[Work order] Duplicate everything in the dust storm text from "The dust storm is" down to "lack of visibility.", word for word.

[Text]
=== Begin Enclosure ===

Hundreds hospitalized as dust storm cover Iraqi cities
May 5, 2022
More than 5,000 cases of suffocation were recorded due to the dust storm, which is the seventh in just a month.
As for Najaf, it recorded "more than 100 cases of suffocation as a result of the dust storm," announced the Health Department in the governorate located in southern Iraq and 332 cases in Salah al-Din in central Iraq, and 100 cases in Diwaniyah in the south.
The health authorities in Anbar and Kirkuk provinces in the north called on residents not to leave their homes, the Iraqi News Agency reported.
The dust storm is expected to gradually recede on Thursday, according to the director of media for the Iraqi Meteorological Authority, Amer Al-Jabri. In an interview with the Iraqi News Agency, dust storms will likely continue during May.
In the past two months, dust storms have recurred unprecedentedly in Iraq. Experts attribute them to climate change, lack of rain, and desertification. The latest of which led to the closure of Baghdad and Najaf international airports due to lack of visibility.
Iraq is one of the five countries most vulnerable to climate change and desertification globally, especially the increasing drought with high temperatures that exceed 50 degrees Celsius for days in the summer.

=== End Enclosure ===

[Data for review]
=== Begin Enclosure ===

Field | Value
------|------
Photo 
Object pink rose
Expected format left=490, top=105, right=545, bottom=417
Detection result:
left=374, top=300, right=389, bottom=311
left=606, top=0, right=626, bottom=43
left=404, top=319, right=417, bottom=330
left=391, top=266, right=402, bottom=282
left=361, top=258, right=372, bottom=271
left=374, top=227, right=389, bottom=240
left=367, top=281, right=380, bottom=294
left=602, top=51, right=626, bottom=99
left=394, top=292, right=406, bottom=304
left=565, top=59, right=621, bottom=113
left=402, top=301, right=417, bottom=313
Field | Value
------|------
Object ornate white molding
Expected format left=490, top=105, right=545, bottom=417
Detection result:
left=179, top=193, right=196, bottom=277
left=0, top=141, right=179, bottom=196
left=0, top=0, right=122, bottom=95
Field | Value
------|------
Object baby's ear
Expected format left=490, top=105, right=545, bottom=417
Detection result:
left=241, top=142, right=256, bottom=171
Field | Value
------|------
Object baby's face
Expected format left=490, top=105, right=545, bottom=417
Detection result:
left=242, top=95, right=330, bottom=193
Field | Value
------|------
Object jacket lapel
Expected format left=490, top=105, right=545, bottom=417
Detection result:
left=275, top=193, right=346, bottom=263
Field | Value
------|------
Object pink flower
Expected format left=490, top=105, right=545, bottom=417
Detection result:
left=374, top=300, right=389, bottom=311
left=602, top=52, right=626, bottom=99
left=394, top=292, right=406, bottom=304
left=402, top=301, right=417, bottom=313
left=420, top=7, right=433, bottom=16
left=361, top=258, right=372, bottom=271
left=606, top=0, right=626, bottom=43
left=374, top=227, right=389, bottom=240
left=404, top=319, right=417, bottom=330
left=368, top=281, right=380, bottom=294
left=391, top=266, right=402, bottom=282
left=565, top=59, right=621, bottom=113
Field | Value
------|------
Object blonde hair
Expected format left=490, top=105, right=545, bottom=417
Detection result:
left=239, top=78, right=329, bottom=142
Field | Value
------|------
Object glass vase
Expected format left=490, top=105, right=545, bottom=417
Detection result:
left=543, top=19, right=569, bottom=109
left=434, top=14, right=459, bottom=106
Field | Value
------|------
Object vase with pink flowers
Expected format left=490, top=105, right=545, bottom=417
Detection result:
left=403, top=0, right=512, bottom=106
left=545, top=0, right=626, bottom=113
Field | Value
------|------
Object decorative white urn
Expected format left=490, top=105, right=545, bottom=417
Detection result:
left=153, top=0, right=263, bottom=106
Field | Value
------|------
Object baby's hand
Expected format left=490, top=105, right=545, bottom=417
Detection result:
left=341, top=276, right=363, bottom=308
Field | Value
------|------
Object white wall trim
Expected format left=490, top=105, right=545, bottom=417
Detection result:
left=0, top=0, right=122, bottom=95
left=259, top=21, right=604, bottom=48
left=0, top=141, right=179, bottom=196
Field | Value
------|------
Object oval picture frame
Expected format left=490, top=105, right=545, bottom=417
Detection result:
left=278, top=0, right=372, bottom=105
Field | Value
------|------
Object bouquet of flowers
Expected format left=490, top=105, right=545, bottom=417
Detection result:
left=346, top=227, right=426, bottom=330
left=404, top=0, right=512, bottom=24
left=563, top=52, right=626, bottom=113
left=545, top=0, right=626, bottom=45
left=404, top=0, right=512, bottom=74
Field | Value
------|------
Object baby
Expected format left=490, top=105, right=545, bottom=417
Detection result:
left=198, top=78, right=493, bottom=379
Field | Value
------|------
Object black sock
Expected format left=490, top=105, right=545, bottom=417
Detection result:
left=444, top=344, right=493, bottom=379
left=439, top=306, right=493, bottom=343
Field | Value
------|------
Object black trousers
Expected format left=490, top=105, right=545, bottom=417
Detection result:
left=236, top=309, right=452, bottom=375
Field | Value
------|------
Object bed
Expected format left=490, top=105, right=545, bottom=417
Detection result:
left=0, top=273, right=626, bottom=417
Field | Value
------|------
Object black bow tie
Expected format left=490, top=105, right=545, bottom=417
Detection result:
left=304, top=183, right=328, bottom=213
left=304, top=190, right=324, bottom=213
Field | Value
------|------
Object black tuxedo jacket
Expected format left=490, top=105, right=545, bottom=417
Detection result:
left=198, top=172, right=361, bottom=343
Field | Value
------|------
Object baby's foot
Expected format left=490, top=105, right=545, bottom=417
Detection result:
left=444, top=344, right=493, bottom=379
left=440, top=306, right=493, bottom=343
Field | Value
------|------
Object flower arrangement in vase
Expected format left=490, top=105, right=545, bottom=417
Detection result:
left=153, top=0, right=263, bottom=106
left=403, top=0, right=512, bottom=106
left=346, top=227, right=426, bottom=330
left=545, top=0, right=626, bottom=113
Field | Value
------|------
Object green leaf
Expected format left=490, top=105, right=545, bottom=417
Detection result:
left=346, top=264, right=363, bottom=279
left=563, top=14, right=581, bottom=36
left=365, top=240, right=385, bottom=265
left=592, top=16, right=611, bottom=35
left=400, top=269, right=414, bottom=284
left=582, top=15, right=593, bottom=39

=== End Enclosure ===

[Response]
The dust storm is expected to gradually recede on Thursday, according to the director of media for the Iraqi Meteorological Authority, Amer Al-Jabri. In an interview with the Iraqi News Agency, dust storms will likely continue during May.
In the past two months, dust storms have recurred unprecedentedly in Iraq. Experts attribute them to climate change, lack of rain, and desertification. The latest of which led to the closure of Baghdad and Najaf international airports due to lack of visibility.